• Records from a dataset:
* * * * * * *
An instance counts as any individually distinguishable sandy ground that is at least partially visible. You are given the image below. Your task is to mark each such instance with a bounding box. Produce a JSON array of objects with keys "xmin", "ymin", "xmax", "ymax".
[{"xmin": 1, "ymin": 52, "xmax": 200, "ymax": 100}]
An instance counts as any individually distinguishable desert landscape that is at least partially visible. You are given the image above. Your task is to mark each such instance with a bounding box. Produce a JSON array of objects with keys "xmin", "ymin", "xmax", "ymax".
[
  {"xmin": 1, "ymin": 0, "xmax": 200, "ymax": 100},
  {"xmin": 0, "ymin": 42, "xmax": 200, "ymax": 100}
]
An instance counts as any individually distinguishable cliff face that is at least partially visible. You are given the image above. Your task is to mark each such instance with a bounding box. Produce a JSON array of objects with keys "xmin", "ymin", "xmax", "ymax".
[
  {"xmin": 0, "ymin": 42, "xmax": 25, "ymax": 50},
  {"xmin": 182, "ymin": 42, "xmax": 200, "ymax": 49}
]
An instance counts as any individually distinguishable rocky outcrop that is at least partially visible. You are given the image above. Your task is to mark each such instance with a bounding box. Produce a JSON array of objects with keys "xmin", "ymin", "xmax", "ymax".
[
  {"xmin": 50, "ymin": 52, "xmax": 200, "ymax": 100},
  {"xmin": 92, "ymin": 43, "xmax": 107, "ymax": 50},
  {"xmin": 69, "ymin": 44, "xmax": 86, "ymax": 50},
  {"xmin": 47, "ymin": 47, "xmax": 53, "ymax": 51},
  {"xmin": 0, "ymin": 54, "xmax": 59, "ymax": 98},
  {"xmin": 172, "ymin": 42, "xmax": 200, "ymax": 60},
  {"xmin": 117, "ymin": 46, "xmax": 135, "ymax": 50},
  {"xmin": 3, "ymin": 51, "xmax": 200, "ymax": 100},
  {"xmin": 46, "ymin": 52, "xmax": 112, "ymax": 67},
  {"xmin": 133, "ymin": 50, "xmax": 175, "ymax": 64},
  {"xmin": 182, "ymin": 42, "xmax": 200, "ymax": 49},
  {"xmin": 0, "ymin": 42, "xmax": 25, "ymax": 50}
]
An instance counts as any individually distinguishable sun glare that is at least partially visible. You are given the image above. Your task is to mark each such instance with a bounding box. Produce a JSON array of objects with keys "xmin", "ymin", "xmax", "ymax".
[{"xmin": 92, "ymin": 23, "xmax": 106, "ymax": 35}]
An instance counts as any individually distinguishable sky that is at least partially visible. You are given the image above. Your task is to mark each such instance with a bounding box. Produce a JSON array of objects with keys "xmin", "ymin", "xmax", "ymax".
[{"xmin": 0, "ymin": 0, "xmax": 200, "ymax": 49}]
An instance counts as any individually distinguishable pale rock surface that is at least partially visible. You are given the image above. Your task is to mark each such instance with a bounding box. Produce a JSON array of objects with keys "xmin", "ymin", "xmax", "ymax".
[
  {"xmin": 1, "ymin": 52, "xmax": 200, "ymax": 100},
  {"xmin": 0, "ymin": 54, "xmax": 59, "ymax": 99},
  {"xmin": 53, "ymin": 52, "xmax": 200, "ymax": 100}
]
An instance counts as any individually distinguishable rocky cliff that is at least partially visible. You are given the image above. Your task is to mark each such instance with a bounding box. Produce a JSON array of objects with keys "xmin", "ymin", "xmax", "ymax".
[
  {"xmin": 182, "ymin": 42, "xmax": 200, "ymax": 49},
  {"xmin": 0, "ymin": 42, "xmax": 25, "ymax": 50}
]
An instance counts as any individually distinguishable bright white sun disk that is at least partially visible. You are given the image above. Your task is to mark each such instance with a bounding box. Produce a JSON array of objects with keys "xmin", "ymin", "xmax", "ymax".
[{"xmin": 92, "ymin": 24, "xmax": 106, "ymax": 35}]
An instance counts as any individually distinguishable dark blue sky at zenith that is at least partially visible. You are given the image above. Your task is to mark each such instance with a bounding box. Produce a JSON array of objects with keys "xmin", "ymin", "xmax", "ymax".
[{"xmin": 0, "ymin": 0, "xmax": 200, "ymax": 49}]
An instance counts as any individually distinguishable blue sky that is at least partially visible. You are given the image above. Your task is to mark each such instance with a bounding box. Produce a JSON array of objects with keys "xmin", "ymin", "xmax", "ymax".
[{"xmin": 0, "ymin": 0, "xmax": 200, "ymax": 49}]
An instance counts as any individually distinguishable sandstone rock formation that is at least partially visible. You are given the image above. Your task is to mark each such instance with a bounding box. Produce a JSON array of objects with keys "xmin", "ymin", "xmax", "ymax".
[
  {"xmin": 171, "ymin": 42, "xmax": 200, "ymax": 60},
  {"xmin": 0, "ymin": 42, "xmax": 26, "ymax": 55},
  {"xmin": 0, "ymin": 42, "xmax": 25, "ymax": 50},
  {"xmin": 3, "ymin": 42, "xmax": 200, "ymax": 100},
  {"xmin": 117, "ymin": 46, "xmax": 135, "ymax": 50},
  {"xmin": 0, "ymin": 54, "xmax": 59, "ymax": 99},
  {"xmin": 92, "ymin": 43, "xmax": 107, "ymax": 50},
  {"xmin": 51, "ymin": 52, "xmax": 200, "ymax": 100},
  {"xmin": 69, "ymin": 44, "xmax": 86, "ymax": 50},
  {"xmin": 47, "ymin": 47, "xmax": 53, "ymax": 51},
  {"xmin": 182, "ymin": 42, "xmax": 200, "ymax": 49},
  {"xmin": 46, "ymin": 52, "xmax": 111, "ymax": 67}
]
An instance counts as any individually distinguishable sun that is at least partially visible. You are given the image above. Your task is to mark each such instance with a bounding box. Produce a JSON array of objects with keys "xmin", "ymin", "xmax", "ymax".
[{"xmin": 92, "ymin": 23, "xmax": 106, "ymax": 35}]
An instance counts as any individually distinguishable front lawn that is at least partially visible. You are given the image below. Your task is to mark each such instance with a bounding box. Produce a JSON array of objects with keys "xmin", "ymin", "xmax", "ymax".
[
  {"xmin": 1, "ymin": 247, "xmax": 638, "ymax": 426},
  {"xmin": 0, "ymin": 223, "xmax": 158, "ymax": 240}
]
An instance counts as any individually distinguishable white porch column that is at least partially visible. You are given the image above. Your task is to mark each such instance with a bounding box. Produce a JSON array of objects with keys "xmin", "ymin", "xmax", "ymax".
* * * * * * *
• Your instructions: Restate the data in full so that no line differs from the original.

• Completed exercise:
An instance counts as any individually distinguishable sandy ground that is at least partially visible. You are given the image below. Your task is to mark each such instance with a bounding box. Produce a JSON array of objects with keys "xmin", "ymin", "xmax", "ymax".
[{"xmin": 1, "ymin": 52, "xmax": 200, "ymax": 100}]
An instance counts as any individually distinguishable desert landscape that is at least partially visible. You are given the image above. Your task is to mark each such instance with a bounding box. Produce a JSON array of objects with keys "xmin", "ymin", "xmax", "ymax".
[
  {"xmin": 1, "ymin": 0, "xmax": 200, "ymax": 100},
  {"xmin": 0, "ymin": 42, "xmax": 200, "ymax": 100}
]
An instance counts as any individually distinguishable cliff face that is at least partially visible. You are given the image above. Your task is to mark each such instance with a bounding box. Produce a JSON array of objects with keys "xmin", "ymin", "xmax", "ymax".
[
  {"xmin": 0, "ymin": 42, "xmax": 25, "ymax": 50},
  {"xmin": 182, "ymin": 42, "xmax": 200, "ymax": 49}
]
An instance counts as any individually distinguishable rocky outcrop that is at least partially visible. You are given the image above. Your task is to mark each such instance with a bounding box. Produce a JSON array of objects with keys "xmin", "ymin", "xmax", "ymax".
[
  {"xmin": 50, "ymin": 52, "xmax": 200, "ymax": 100},
  {"xmin": 92, "ymin": 43, "xmax": 107, "ymax": 50},
  {"xmin": 69, "ymin": 44, "xmax": 86, "ymax": 50},
  {"xmin": 47, "ymin": 47, "xmax": 53, "ymax": 51},
  {"xmin": 0, "ymin": 54, "xmax": 59, "ymax": 98},
  {"xmin": 172, "ymin": 42, "xmax": 200, "ymax": 60},
  {"xmin": 117, "ymin": 46, "xmax": 135, "ymax": 50},
  {"xmin": 3, "ymin": 51, "xmax": 200, "ymax": 100},
  {"xmin": 46, "ymin": 52, "xmax": 112, "ymax": 67},
  {"xmin": 133, "ymin": 50, "xmax": 175, "ymax": 64},
  {"xmin": 182, "ymin": 42, "xmax": 200, "ymax": 49},
  {"xmin": 0, "ymin": 42, "xmax": 25, "ymax": 50}
]
An instance counts as any individually distinguishable sun glare that is at least partially visible. You are given the image above. Your task is to mark each such instance with a bounding box. Produce a JSON array of objects with keys "xmin", "ymin", "xmax", "ymax".
[{"xmin": 92, "ymin": 23, "xmax": 106, "ymax": 35}]
An instance counts as any individually distinguishable sky that is at least partially visible. You are given the image above. Your task is to mark each such instance with a bounding box. Produce a JSON array of objects with keys "xmin", "ymin", "xmax", "ymax".
[{"xmin": 0, "ymin": 0, "xmax": 200, "ymax": 49}]
An instance counts as any individually distinguishable pale rock surface that is at least partially visible. You are given the image above. Your task is to mark each such instance with a bounding box. Produce a JSON array of objects with keys "xmin", "ymin", "xmax", "ymax".
[
  {"xmin": 1, "ymin": 52, "xmax": 200, "ymax": 100},
  {"xmin": 0, "ymin": 54, "xmax": 59, "ymax": 99},
  {"xmin": 53, "ymin": 52, "xmax": 200, "ymax": 100}
]
An instance counts as any individually distinguishable rocky cliff that is at least partially visible. You are given the image above. Your task is to mark each such instance with a bounding box. Produce a JSON array of objects with keys "xmin", "ymin", "xmax", "ymax".
[
  {"xmin": 182, "ymin": 42, "xmax": 200, "ymax": 49},
  {"xmin": 0, "ymin": 42, "xmax": 25, "ymax": 50}
]
An instance counts as any individually distinguishable bright white sun disk that is at least partially visible. You are given the image above. Your task is to mark each such instance with a bounding box. Produce a JSON array of objects with keys "xmin", "ymin", "xmax", "ymax".
[{"xmin": 92, "ymin": 24, "xmax": 106, "ymax": 35}]
An instance counts as any individually distinguishable dark blue sky at zenith that is at least partially visible. You are given the image above. Your task is to mark each such instance with a bounding box. Produce a JSON array of objects with keys "xmin", "ymin", "xmax", "ymax".
[{"xmin": 0, "ymin": 0, "xmax": 200, "ymax": 49}]
An instance counts as any individually distinguishable blue sky that is at least partially visible. You are given the image above. Your task is to mark each such instance with a bounding box. Produce a JSON array of objects with keys "xmin", "ymin", "xmax", "ymax".
[{"xmin": 0, "ymin": 0, "xmax": 200, "ymax": 49}]
An instance counts as any individually distinguishable sandstone rock formation that is at least partially visible. You are given the image above. Your task is to mark each such instance with a bounding box. Produce a JSON array of objects with keys "xmin", "ymin", "xmax", "ymax".
[
  {"xmin": 171, "ymin": 42, "xmax": 200, "ymax": 60},
  {"xmin": 0, "ymin": 42, "xmax": 26, "ymax": 55},
  {"xmin": 0, "ymin": 42, "xmax": 25, "ymax": 50},
  {"xmin": 3, "ymin": 42, "xmax": 200, "ymax": 100},
  {"xmin": 117, "ymin": 46, "xmax": 135, "ymax": 50},
  {"xmin": 0, "ymin": 54, "xmax": 59, "ymax": 99},
  {"xmin": 92, "ymin": 43, "xmax": 107, "ymax": 50},
  {"xmin": 51, "ymin": 52, "xmax": 200, "ymax": 100},
  {"xmin": 69, "ymin": 44, "xmax": 86, "ymax": 50},
  {"xmin": 47, "ymin": 47, "xmax": 53, "ymax": 51},
  {"xmin": 182, "ymin": 42, "xmax": 200, "ymax": 49},
  {"xmin": 46, "ymin": 52, "xmax": 111, "ymax": 67}
]
An instance counts as any individually distinguishable sun that is at least partially visible. You are given the image above. Your task is to mark each such instance with a bounding box. Produce a JSON array of objects with keys "xmin", "ymin", "xmax", "ymax".
[{"xmin": 92, "ymin": 23, "xmax": 106, "ymax": 35}]
An instance counts as any individually distinguishable front lawn that is at least partially visible. You are given the image below. Your task is to mark each such instance with a bounding box. Produce a JSON array of objects with keys "xmin", "ymin", "xmax", "ymax".
[
  {"xmin": 1, "ymin": 247, "xmax": 638, "ymax": 426},
  {"xmin": 0, "ymin": 223, "xmax": 158, "ymax": 240}
]
An instance counts as any individually distinguishable white porch column that is at least partially visible. You are given the image above. Your task is to mark each such instance with a bounding box. Produce a JSON array of objects with keys "xmin", "ymin", "xmax", "ymax".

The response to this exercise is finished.